─── Selected extract ───

By Ronald E. Keener
Radical change is not an option, says J. Clif Christopher, speaking about a church’s financial strategies. “It is an absolute necessity if we want to survive and especially thrive.” Christopher has written a new book, Whose Offering Plate Is It?: New Strategies for Financial Stewardship (Abingdon, 2010), a sequel to his earlier Not Your Parents’ Offering Plate.
“Donors are far more sophisticated today than they ever have been. This is partially because they are being solicited much more than ever by non-profits that constantly study how to succeed. Donors have thus gotten spoiled by seeing what effective communication looks like and feels like,” says Christopher, president of Horizons Stewardship Co., Cabot, AR.
“The church has found itself much like the Mom and Pop grocery that suddenly finds itself up against a big national chain. The national chain did extensive research and found out that persons liked great variety in cheese and thus they stocked more than 100 different kinds. The Mom and Pop just kept saying ‘we sell cheese,’ and wondering why they were losing customers. The church must learn how to compete in a new world just like Mom and Pop will have to if they are going to stay in business,” he says.
“Seventy-three percent of donors say that measurable results are what they want to see from the charities they support. How many churches are reporting measurable results that are positive and life-changing? Most of them simply say that they are going broke and need more money. Of course, once they learn that they should be reporting positive measurable results to their donors, they actually have to being producing those results,” Christopher says.
How serious is the shortfall in giving in churches?
It is extremely serious. Just 30 years ago the church was getting well over 50 percent of all charitable donations. Today they are getting about 33 percent.
“How did we get in this mess?” your first chapter asks.

─── Information ───

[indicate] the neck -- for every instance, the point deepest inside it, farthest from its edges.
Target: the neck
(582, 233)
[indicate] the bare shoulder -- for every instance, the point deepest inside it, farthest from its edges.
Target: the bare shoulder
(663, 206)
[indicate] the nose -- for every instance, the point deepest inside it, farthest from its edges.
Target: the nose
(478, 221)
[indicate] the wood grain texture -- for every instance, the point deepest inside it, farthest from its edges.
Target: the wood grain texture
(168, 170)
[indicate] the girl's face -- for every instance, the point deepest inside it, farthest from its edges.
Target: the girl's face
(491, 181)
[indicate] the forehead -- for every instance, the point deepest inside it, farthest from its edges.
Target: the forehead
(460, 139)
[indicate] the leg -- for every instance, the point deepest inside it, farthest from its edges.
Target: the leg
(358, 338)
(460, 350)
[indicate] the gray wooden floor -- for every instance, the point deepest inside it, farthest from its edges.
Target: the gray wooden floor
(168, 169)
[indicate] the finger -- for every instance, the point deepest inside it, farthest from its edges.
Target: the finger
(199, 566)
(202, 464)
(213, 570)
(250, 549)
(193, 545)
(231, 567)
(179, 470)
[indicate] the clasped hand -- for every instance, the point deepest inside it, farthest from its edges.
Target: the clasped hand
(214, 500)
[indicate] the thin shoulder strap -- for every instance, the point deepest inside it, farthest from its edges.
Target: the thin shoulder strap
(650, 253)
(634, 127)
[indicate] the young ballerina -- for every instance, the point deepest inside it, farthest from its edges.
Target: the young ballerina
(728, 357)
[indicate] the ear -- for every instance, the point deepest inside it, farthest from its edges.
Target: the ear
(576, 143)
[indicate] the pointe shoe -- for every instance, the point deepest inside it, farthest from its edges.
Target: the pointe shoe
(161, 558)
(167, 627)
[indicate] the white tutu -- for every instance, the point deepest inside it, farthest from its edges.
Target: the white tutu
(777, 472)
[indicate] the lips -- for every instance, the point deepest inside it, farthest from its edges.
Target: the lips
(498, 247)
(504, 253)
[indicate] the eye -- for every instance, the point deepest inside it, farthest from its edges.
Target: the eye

───

Required tasks ->
- a) Render this sentence from the church-giving interview into Spanish: "Donors are far more sophisticated today than they ever have been."
- b) Write the next part of the church-giving interview, picking up after its final line.
The rows above are separate material and have no connection to the church-giving interview.

List of answers ->
- a) Hoy los donantes son mucho más sofisticados de lo que lo han sido jamás.

- b)
The mess is that most churches in America are doing far more maintenance than they are ministry. According to the folks at Empty Tomb the percentage of our income that we choose to give to the church is continuing to shrink and the amount we give to missions is actually down to less than half what it used to be. We have become a church that is increasingly turning inward to stay alive while the world wants to give to those who are outward focused. For the last decade our message has been for donors to just “trust us” and give while we do maintenance and we promise to someday start really changing lives again. They trusted for a while, but those days are rapidly coming to an end. The recession has only hastened this response.
You make a lot of churches “learning to compete.” Why so?
I make a lot of it because our donors now expect it. By competing I mean that we have to sell ourselves as worthy of the gift just like all the other charities have to sell themselves. When a household gets 10 solid solicitations at Christmas time sharing stories of how they are each changing lives and their church just says, “we have a major shortfall in our budget and we hope you will give more,” we are not competing and we are not going to get the gift.
What is the place of generosity over and above stewardship?
I don’t know how you can separate the two. A true steward is generous because he fully understands that he is simply a caretaker of what is
God’s and the God who gave up his only son is incredibly generous.
What should a pastor do when “times are bad” about giving and support?
We must tell the truth. Share where things are but at the same time share how effective you have been already and then how much more effective you could be if more support were given. Again, people do not want to just help keep a door open at a hospital, college, youth center or church. They want to give where they believe their investment will bear fruit.
What about capital campaigns?
Capital campaigns are not best determined by what is said in The Wall Street Journal. They should be born out of prayer and hearing God’s call for that congregation of believers. Vision will control what happens in a capital campaign far more than the status of the economy.